◆ ABOUT THIS EXERCISE
Write out the records again exactly. Nothing should be dropped.

━━━━━ EXTRACTED DATA ━━━━━

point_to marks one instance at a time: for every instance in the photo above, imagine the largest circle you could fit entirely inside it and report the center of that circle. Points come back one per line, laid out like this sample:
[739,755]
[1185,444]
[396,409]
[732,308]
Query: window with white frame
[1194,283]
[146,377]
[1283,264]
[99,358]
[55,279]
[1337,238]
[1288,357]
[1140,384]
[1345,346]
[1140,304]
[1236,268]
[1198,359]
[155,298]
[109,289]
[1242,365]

━━━━━

◆ SOLUTION FOR THIS EXERCISE
point_to marks one instance at a time: for every instance in the photo above, imagine the largest circle you could fit entirely inside it and report the center of that circle. Points come back one per line, laid out like this sample:
[739,755]
[1185,444]
[396,409]
[732,308]
Query: window with white frame
[1194,283]
[146,377]
[1283,264]
[99,358]
[55,279]
[1337,238]
[1288,357]
[1140,384]
[1345,346]
[1140,304]
[1236,268]
[1198,359]
[155,298]
[109,289]
[1242,365]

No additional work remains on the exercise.